-------- Records supplied

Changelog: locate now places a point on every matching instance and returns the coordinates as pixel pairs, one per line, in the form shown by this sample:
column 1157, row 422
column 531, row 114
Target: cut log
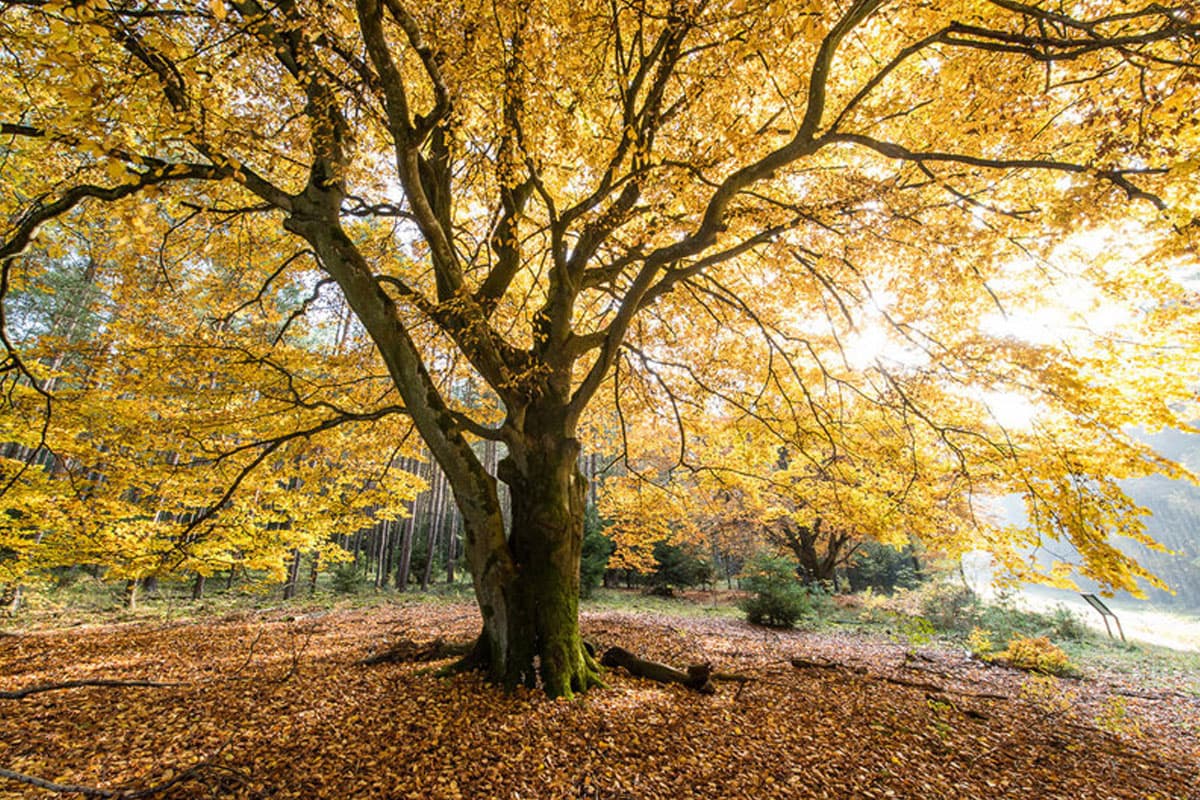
column 696, row 677
column 408, row 651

----------------

Instructions to follow
Omit every picture, then reproduce the rest of the listing exactly.

Result for this exercise
Changelog: locate now places a point on every matching instance and returns the coordinates as pixel pairs, one per line, in the form shown by this sample:
column 1157, row 422
column 531, row 114
Target: cut log
column 696, row 677
column 408, row 651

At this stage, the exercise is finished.